• PROVIDED MATERIAL:
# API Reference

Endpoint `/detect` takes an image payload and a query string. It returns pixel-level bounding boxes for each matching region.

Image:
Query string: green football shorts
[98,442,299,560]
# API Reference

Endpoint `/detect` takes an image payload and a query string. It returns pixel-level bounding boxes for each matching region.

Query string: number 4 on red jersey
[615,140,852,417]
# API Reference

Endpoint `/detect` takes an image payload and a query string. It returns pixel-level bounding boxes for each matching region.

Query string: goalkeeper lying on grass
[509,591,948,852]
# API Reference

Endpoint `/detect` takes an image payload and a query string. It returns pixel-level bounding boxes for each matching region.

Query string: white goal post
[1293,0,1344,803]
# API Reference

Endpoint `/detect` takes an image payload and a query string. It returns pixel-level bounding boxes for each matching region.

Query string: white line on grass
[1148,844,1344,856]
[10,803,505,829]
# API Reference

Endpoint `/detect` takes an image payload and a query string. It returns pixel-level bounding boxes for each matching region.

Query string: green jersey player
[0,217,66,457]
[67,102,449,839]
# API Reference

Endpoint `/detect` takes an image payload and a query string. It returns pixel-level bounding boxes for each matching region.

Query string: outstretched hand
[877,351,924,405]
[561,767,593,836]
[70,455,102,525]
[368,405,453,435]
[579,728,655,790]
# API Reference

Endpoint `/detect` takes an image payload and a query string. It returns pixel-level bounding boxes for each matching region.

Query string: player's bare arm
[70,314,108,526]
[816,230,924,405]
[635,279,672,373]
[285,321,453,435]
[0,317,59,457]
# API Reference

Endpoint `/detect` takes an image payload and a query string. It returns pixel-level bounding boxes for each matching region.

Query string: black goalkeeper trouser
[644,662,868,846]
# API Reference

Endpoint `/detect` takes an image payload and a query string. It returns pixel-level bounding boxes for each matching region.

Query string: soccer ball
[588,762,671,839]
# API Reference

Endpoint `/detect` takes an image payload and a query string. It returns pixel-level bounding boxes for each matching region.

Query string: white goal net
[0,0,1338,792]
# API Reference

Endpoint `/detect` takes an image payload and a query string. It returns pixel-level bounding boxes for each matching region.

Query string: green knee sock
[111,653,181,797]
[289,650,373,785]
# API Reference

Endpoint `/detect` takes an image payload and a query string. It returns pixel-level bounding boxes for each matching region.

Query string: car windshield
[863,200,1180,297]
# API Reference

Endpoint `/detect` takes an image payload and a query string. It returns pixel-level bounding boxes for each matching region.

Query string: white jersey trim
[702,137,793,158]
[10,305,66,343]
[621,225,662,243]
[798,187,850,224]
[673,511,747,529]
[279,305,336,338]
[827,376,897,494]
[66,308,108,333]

==

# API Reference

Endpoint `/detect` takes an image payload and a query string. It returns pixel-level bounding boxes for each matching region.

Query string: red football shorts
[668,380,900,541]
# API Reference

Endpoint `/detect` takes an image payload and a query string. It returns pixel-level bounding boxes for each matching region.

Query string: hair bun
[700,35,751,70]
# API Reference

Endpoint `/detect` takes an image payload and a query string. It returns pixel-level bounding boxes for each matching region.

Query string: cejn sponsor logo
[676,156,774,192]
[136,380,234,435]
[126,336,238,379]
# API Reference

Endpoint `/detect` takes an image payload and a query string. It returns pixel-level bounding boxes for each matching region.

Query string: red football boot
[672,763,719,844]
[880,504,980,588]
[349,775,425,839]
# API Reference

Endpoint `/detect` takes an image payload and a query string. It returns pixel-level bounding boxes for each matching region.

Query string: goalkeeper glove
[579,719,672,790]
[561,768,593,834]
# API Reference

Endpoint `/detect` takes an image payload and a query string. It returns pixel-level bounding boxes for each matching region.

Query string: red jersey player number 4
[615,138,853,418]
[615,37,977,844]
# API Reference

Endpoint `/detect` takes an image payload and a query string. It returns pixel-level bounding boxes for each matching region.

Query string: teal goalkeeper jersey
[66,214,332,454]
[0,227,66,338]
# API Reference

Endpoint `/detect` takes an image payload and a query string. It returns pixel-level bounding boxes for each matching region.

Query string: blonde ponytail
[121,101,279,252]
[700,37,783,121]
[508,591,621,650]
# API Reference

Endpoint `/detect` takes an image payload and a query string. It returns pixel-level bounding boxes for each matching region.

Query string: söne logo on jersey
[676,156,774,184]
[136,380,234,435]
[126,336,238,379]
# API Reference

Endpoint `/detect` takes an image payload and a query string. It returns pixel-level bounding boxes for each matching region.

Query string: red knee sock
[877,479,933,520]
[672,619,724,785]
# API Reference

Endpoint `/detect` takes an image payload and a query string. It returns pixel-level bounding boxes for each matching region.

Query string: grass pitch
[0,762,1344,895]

...

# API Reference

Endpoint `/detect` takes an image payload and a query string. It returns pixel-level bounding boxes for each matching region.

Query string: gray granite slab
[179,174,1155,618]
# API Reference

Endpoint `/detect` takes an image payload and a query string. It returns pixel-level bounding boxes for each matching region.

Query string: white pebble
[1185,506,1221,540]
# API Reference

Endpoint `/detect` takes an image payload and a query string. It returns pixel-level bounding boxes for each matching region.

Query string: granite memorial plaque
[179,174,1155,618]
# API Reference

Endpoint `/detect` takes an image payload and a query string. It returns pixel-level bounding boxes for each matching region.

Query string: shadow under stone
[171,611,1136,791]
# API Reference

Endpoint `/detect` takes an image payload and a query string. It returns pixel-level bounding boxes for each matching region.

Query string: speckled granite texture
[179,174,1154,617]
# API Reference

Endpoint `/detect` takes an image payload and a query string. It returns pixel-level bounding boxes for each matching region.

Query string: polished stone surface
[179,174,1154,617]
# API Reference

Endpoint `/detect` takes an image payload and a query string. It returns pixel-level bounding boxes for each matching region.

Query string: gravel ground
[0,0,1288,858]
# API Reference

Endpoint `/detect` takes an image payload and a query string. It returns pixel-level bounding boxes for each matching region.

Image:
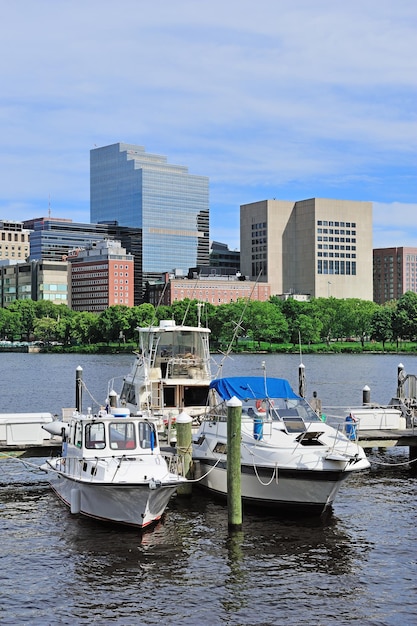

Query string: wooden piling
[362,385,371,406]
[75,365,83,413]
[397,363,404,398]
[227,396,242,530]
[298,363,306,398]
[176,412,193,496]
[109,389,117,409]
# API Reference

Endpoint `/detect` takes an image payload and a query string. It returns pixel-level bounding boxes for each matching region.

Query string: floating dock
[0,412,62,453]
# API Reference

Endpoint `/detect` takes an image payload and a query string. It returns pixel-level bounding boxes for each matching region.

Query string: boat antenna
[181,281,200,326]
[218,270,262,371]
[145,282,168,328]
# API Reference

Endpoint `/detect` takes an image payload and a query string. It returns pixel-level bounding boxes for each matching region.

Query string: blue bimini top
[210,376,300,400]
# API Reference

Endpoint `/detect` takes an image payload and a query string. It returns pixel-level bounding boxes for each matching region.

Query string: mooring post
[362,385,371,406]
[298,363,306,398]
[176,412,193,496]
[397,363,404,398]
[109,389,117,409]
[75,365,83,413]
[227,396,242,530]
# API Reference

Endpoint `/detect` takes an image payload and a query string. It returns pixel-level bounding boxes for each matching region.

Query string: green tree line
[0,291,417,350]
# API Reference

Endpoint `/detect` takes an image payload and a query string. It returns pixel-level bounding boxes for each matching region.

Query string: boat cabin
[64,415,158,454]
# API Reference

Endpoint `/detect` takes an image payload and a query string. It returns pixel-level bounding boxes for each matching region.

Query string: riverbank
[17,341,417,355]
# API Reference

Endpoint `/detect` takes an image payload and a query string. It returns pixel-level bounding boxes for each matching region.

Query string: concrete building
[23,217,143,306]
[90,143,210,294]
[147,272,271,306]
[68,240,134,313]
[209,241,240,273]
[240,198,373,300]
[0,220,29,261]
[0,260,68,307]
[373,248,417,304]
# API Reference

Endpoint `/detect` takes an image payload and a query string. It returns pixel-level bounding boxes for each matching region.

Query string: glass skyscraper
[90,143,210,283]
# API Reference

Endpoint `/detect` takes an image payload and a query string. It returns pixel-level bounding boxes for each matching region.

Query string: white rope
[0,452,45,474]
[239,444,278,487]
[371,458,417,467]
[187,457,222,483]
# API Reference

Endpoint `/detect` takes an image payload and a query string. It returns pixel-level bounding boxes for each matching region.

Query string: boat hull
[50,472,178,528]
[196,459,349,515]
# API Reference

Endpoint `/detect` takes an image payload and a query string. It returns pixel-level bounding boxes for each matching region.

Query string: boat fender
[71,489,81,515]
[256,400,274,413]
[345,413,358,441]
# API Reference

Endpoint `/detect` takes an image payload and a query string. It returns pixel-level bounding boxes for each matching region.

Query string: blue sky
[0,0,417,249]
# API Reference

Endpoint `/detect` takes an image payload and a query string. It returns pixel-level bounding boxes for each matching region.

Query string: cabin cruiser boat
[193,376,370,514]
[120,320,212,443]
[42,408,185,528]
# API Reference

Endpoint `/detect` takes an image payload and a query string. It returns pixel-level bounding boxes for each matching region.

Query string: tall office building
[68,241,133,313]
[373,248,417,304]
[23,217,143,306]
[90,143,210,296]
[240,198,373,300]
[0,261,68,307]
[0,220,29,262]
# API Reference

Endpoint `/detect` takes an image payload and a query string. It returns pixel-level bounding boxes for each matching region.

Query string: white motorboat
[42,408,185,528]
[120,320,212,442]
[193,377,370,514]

• SET PROBLEM: Report every line in the records above that contains the word "football", copying each one in full.

• OUTPUT OF THE TASK:
Query string: green football shorts
Query string: red football shorts
Query string: red football boot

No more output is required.